** Start of EXERCISE MATERIAL **
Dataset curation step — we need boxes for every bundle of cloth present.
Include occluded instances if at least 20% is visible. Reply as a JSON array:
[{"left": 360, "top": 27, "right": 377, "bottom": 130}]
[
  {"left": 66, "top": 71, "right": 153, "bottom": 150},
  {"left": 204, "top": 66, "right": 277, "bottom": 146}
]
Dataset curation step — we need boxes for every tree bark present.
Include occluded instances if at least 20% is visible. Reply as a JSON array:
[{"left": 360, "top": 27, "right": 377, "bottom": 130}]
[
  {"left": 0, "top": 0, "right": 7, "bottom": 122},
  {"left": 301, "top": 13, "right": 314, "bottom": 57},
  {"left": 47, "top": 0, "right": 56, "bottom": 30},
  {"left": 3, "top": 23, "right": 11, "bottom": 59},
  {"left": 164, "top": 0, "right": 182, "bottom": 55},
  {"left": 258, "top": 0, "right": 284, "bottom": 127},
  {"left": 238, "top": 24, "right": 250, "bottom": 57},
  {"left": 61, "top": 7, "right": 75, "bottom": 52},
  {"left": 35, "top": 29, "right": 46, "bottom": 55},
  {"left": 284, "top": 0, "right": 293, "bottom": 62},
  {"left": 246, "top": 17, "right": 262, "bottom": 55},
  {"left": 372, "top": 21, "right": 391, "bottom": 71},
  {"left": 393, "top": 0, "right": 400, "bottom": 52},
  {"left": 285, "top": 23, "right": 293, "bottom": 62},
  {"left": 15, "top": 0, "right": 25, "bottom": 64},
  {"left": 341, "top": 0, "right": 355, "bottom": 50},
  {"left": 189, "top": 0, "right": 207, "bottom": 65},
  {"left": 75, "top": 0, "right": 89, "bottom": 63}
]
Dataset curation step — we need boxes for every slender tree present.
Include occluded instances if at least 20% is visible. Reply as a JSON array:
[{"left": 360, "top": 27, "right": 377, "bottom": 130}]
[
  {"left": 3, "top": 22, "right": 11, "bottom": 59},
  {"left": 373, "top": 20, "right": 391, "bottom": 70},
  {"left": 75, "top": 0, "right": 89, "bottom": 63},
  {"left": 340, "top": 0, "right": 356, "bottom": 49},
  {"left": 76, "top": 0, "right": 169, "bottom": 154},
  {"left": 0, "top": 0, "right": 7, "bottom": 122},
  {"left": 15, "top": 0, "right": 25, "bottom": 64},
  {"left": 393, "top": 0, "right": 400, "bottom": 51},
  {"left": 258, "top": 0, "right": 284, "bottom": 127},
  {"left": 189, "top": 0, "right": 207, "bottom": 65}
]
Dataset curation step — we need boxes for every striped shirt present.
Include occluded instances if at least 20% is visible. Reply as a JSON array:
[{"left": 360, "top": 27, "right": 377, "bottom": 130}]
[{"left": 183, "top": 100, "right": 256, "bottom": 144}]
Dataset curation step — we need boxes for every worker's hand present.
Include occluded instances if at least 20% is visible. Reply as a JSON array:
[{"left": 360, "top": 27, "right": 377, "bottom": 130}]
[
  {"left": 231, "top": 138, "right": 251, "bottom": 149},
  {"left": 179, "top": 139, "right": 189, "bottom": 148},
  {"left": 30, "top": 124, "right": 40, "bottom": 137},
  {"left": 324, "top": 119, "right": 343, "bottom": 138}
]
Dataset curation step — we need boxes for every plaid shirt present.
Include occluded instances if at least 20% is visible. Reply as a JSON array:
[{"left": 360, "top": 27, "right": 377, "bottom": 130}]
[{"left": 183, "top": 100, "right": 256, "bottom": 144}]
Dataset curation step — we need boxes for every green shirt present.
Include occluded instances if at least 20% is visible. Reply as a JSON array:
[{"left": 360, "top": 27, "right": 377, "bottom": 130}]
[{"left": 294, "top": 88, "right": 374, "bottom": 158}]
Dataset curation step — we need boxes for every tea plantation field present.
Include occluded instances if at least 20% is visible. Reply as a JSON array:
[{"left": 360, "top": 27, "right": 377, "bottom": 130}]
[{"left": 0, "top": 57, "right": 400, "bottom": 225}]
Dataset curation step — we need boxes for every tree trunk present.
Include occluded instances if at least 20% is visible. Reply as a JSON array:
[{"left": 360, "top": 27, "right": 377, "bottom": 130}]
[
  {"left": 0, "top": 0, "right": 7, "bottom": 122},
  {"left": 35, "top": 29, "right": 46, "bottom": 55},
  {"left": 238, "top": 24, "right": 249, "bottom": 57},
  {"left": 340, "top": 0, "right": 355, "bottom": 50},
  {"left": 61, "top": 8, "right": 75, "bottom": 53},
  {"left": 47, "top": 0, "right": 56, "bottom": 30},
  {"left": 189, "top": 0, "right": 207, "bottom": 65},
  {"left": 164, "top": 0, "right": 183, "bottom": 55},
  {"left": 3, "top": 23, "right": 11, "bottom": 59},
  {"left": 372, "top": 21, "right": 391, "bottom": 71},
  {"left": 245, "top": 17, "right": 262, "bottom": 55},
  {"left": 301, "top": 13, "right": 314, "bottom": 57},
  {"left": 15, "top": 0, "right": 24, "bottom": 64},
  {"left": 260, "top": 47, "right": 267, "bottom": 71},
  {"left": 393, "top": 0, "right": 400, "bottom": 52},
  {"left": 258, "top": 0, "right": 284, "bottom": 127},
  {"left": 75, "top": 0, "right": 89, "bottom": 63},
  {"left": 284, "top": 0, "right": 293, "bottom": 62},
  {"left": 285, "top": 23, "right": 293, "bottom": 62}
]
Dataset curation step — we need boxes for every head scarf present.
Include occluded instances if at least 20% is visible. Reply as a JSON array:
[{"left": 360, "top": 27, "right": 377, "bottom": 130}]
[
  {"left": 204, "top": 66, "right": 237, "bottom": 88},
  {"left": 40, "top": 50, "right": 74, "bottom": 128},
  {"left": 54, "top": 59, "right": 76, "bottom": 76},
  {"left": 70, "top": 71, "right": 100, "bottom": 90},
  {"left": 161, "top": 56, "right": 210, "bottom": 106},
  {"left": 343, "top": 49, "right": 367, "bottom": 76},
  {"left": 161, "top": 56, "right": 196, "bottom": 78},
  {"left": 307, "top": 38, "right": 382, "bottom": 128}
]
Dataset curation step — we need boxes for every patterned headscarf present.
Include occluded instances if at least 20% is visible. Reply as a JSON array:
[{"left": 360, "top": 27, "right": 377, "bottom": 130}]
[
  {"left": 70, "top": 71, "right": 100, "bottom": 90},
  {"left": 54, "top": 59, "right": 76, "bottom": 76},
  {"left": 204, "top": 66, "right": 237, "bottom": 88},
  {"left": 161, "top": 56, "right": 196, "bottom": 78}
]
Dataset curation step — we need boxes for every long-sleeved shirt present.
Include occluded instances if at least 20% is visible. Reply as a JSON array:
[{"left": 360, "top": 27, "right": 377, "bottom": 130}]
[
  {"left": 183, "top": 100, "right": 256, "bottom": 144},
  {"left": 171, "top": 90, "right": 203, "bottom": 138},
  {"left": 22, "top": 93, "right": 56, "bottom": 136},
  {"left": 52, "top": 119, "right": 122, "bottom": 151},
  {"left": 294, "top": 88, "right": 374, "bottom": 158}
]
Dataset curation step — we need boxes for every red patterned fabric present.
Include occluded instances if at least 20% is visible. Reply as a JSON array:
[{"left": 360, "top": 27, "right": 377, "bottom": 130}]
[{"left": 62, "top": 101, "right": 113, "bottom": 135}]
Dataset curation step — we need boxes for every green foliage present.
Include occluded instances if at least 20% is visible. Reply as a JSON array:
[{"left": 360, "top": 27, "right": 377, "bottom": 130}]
** End of EXERCISE MATERIAL **
◆ TASK DETAILS: Rewrite all of the rows above, swapping "Dataset curation step" for "Annotation pass" and leaving everything else as it is.

◆ CORRECT ANSWER:
Annotation pass — we need boxes for every bundle of cloth present.
Include occluded instances if at least 20% is visible. Reply as a JSON array:
[{"left": 360, "top": 27, "right": 377, "bottom": 130}]
[
  {"left": 66, "top": 71, "right": 153, "bottom": 150},
  {"left": 204, "top": 66, "right": 277, "bottom": 146}
]
Annotation pass — we need boxes for every tree bark present.
Include occluded instances if at least 20% is visible. Reply as a JSON array:
[{"left": 360, "top": 27, "right": 377, "bottom": 130}]
[
  {"left": 0, "top": 0, "right": 7, "bottom": 122},
  {"left": 301, "top": 13, "right": 314, "bottom": 57},
  {"left": 47, "top": 0, "right": 56, "bottom": 30},
  {"left": 3, "top": 23, "right": 11, "bottom": 59},
  {"left": 164, "top": 0, "right": 182, "bottom": 55},
  {"left": 258, "top": 0, "right": 284, "bottom": 127},
  {"left": 238, "top": 24, "right": 250, "bottom": 57},
  {"left": 61, "top": 7, "right": 75, "bottom": 52},
  {"left": 35, "top": 29, "right": 46, "bottom": 55},
  {"left": 284, "top": 0, "right": 293, "bottom": 62},
  {"left": 246, "top": 17, "right": 262, "bottom": 55},
  {"left": 372, "top": 21, "right": 391, "bottom": 71},
  {"left": 393, "top": 0, "right": 400, "bottom": 52},
  {"left": 285, "top": 23, "right": 293, "bottom": 62},
  {"left": 15, "top": 0, "right": 25, "bottom": 64},
  {"left": 341, "top": 0, "right": 355, "bottom": 50},
  {"left": 189, "top": 0, "right": 207, "bottom": 65},
  {"left": 75, "top": 0, "right": 89, "bottom": 63}
]
Annotation pass — we need boxes for every slender tree present.
Include occluded instances if at least 20% is visible. Reply as a JSON array:
[{"left": 360, "top": 27, "right": 377, "bottom": 130}]
[
  {"left": 3, "top": 22, "right": 11, "bottom": 59},
  {"left": 373, "top": 20, "right": 391, "bottom": 70},
  {"left": 75, "top": 0, "right": 89, "bottom": 63},
  {"left": 340, "top": 0, "right": 356, "bottom": 49},
  {"left": 76, "top": 0, "right": 169, "bottom": 154},
  {"left": 0, "top": 0, "right": 7, "bottom": 122},
  {"left": 15, "top": 0, "right": 25, "bottom": 64},
  {"left": 393, "top": 0, "right": 400, "bottom": 51},
  {"left": 258, "top": 0, "right": 284, "bottom": 127},
  {"left": 189, "top": 0, "right": 207, "bottom": 65}
]
Annotation pass — we need boxes for every striped shirt present.
Include occluded instances if at least 20% is visible. Reply as a JSON array:
[{"left": 360, "top": 27, "right": 377, "bottom": 130}]
[{"left": 183, "top": 100, "right": 256, "bottom": 144}]
Annotation pass — we need boxes for every worker's hand present.
Include occluded instances if at least 20% is visible. Reply as a JSON array:
[{"left": 360, "top": 27, "right": 377, "bottom": 130}]
[
  {"left": 231, "top": 138, "right": 251, "bottom": 149},
  {"left": 179, "top": 139, "right": 189, "bottom": 148},
  {"left": 30, "top": 124, "right": 40, "bottom": 137},
  {"left": 324, "top": 119, "right": 343, "bottom": 138}
]
Annotation pass — we need boxes for every plaid shirt present.
Include occluded instances if at least 20% is visible. Reply as a JSON array:
[{"left": 360, "top": 27, "right": 377, "bottom": 130}]
[{"left": 183, "top": 100, "right": 256, "bottom": 144}]
Annotation pass — we need boxes for every green shirt present.
Include occluded instances if at least 20% is visible. Reply as a JSON array:
[{"left": 360, "top": 27, "right": 377, "bottom": 130}]
[{"left": 294, "top": 88, "right": 374, "bottom": 158}]
Annotation pass — we need boxes for every tea plantation field present.
Include occluded instances if at least 20% is visible. Reply as a JSON array:
[{"left": 360, "top": 27, "right": 377, "bottom": 130}]
[{"left": 0, "top": 57, "right": 400, "bottom": 225}]
Annotation pass — we need boxes for every tree trunk present.
Include occluded instances if at least 20% is visible. Reply as a JSON array:
[{"left": 360, "top": 27, "right": 377, "bottom": 130}]
[
  {"left": 0, "top": 0, "right": 7, "bottom": 122},
  {"left": 35, "top": 29, "right": 46, "bottom": 55},
  {"left": 238, "top": 24, "right": 249, "bottom": 57},
  {"left": 340, "top": 0, "right": 355, "bottom": 50},
  {"left": 61, "top": 8, "right": 75, "bottom": 53},
  {"left": 47, "top": 0, "right": 56, "bottom": 30},
  {"left": 189, "top": 0, "right": 207, "bottom": 65},
  {"left": 164, "top": 0, "right": 183, "bottom": 55},
  {"left": 3, "top": 23, "right": 11, "bottom": 59},
  {"left": 372, "top": 21, "right": 391, "bottom": 71},
  {"left": 245, "top": 17, "right": 262, "bottom": 55},
  {"left": 301, "top": 13, "right": 314, "bottom": 57},
  {"left": 15, "top": 0, "right": 24, "bottom": 64},
  {"left": 260, "top": 47, "right": 267, "bottom": 71},
  {"left": 393, "top": 0, "right": 400, "bottom": 52},
  {"left": 258, "top": 0, "right": 284, "bottom": 127},
  {"left": 75, "top": 0, "right": 89, "bottom": 63},
  {"left": 284, "top": 0, "right": 293, "bottom": 62},
  {"left": 285, "top": 23, "right": 293, "bottom": 62}
]
Annotation pass — we need boxes for every head scarf present.
Include occluded instances if at least 20% is visible. Reply as a JSON array:
[{"left": 360, "top": 27, "right": 377, "bottom": 130}]
[
  {"left": 204, "top": 66, "right": 237, "bottom": 88},
  {"left": 40, "top": 50, "right": 74, "bottom": 128},
  {"left": 54, "top": 59, "right": 76, "bottom": 76},
  {"left": 70, "top": 71, "right": 100, "bottom": 90},
  {"left": 161, "top": 56, "right": 210, "bottom": 106},
  {"left": 343, "top": 49, "right": 367, "bottom": 76},
  {"left": 161, "top": 56, "right": 196, "bottom": 78},
  {"left": 307, "top": 38, "right": 382, "bottom": 128}
]
Annotation pass — we need boxes for every patterned headscarf present.
Include occluded instances if at least 20% is visible. Reply as a JSON array:
[{"left": 360, "top": 27, "right": 377, "bottom": 130}]
[
  {"left": 70, "top": 71, "right": 100, "bottom": 90},
  {"left": 54, "top": 59, "right": 76, "bottom": 76},
  {"left": 204, "top": 66, "right": 237, "bottom": 88},
  {"left": 161, "top": 56, "right": 196, "bottom": 78}
]
Annotation pass — we need boxes for every long-sleeved shirt present.
Include occluded instances if at least 20% is visible. Reply as a JSON array:
[{"left": 360, "top": 27, "right": 377, "bottom": 130}]
[
  {"left": 183, "top": 100, "right": 256, "bottom": 144},
  {"left": 171, "top": 90, "right": 203, "bottom": 138},
  {"left": 22, "top": 93, "right": 56, "bottom": 136},
  {"left": 52, "top": 119, "right": 122, "bottom": 151},
  {"left": 294, "top": 88, "right": 374, "bottom": 158}
]
Annotation pass — we need boxes for every red patterned fabric present.
Include occluded instances if at least 20% is visible. Reply as a JSON array:
[{"left": 360, "top": 27, "right": 377, "bottom": 130}]
[{"left": 62, "top": 101, "right": 113, "bottom": 135}]
Annotation pass — we need boxes for every green foliage present.
Include occluded instances if at least 20% is visible. Reply as a JSON array:
[{"left": 360, "top": 27, "right": 377, "bottom": 130}]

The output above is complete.